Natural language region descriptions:
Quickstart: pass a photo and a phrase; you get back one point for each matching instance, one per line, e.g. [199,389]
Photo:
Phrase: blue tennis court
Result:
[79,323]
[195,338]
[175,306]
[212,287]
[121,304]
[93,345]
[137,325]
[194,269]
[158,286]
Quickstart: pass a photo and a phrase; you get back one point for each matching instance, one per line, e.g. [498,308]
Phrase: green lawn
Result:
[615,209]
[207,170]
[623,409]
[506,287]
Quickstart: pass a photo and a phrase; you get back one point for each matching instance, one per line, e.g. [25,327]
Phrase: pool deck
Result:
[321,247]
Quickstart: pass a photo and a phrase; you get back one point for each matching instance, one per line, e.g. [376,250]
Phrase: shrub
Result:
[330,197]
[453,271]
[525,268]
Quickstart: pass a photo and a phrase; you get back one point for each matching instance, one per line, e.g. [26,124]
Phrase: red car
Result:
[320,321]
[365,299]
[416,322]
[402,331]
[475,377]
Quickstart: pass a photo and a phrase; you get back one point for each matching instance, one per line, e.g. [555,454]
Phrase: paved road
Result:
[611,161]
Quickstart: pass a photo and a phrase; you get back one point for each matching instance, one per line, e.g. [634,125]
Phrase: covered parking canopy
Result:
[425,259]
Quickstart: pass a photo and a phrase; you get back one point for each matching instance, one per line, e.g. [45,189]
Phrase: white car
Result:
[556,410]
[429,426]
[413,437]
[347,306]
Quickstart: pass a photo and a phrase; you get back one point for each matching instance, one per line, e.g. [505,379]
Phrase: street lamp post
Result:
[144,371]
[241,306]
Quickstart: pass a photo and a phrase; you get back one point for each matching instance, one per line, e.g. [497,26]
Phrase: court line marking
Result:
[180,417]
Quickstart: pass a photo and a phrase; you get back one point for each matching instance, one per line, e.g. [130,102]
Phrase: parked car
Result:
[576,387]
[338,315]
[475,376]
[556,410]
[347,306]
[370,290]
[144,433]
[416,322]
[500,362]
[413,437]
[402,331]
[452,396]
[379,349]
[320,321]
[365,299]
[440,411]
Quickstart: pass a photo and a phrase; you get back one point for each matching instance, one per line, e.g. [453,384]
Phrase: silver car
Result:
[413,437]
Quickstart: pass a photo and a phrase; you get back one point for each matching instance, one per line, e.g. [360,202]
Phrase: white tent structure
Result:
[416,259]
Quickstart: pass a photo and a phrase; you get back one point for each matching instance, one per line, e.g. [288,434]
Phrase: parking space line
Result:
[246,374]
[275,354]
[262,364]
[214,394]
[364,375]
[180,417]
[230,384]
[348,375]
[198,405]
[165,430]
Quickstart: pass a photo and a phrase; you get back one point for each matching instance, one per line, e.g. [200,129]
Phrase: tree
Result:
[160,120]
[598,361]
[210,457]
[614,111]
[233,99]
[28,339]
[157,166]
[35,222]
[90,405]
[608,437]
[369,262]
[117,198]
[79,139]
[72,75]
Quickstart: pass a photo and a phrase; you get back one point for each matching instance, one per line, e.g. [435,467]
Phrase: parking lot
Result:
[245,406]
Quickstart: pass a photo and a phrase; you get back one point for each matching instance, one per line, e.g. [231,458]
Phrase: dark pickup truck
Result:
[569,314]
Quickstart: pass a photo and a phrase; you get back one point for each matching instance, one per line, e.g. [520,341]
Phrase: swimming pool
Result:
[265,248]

**Directions for this task**
Write out every record shown above, word for word.

**Result below**
Quickstart: pass a photo and a phrase; you get back one point for each matching instance, one per line, e.g. [199,389]
Photo:
Phrase: blue tennis court
Result:
[79,323]
[195,338]
[175,306]
[212,287]
[121,304]
[93,345]
[137,325]
[194,269]
[158,286]
Quickstart: pass a photo and a phrase; you get back one point for each matching instance, one per line, e.g. [498,308]
Phrase: green lawn
Result:
[615,209]
[207,170]
[623,409]
[506,287]
Quickstart: pass a photo and a phrase; you get back one point for each matching instance, one per line, e.g. [25,327]
Phrase: pool deck
Result:
[321,247]
Quickstart: pass a photo and a phrase; you get back one point for each matching instance, one per line, e.g. [376,250]
Phrase: shrub
Result:
[330,197]
[453,271]
[525,268]
Quickstart: pass a photo and a phrase; you get back one point for each matching instance, one per line, e.g. [26,124]
Phrase: red car
Result:
[320,321]
[365,299]
[416,322]
[402,331]
[475,377]
Quickstart: pass a photo and a phrase; you get back one point for each matching instance, one per line, e.g. [555,454]
Phrase: paved road
Result:
[611,161]
Quickstart: pass a photo and a phrase; you get back one point for each matching instance, one per line, e.g. [634,125]
Phrase: covered parking canopy
Result:
[425,259]
Quickstart: pass a photo and a phrase; you get back one point for each matching instance, one per line, e.g. [45,189]
Phrase: white car
Result:
[556,410]
[429,426]
[413,437]
[347,306]
Quickstart: pass a photo and a phrase; you get back one point for each matching instance, one per line, e.g. [505,379]
Phrase: street lamp post
Result:
[144,371]
[241,306]
Quickstart: pass a photo and a phrase; you get back one point for each matching instance, one per line, e.g. [497,26]
Phrase: court line marking
Result:
[180,417]
Quickstart: pass a photo and a phrase; you get back one point for each matching instance, one per line, e.g. [130,102]
Phrase: parked car
Result:
[576,387]
[338,315]
[475,376]
[556,410]
[347,306]
[370,290]
[144,433]
[416,322]
[500,362]
[413,437]
[402,331]
[452,396]
[379,349]
[320,321]
[365,299]
[440,411]
Quickstart: pass a photo and a phrase; you get back one point for each matching instance, one per line, e.g. [453,384]
Phrase: silver car
Result:
[413,437]
Quickstart: pass a photo and a phrase; you get back one point for each matching instance, one per line, e.g. [360,202]
Phrase: white tent structure
Result:
[416,259]
Quickstart: pass a photo and a phrase; you get back one point for each matching instance, one per line, e.g. [288,434]
Phrase: parking space line
Result:
[246,374]
[275,354]
[262,364]
[214,394]
[364,375]
[180,417]
[230,384]
[348,375]
[198,405]
[165,430]
Quickstart: pass a photo and a phrase; you get back one point for each matching instance, one per line, e.g. [200,129]
Phrase: tree
Result:
[160,120]
[598,361]
[210,457]
[614,111]
[233,99]
[28,339]
[157,166]
[35,222]
[90,405]
[608,437]
[369,262]
[117,198]
[79,139]
[72,75]
Quickstart: pass a photo and a phrase; you get back one point for each matching instance, one per line, e.g. [435,467]
Phrase: parking lot
Result:
[245,406]
Quickstart: pass a photo and a phrase; you get back one point for each matching instance, one per line, e.g. [231,458]
Phrase: dark pickup truck
Result:
[569,314]
Quickstart: pass a photo and a phrase; you get back one point for each matching instance, one per line, e.g. [520,341]
Phrase: swimming pool
Result:
[265,248]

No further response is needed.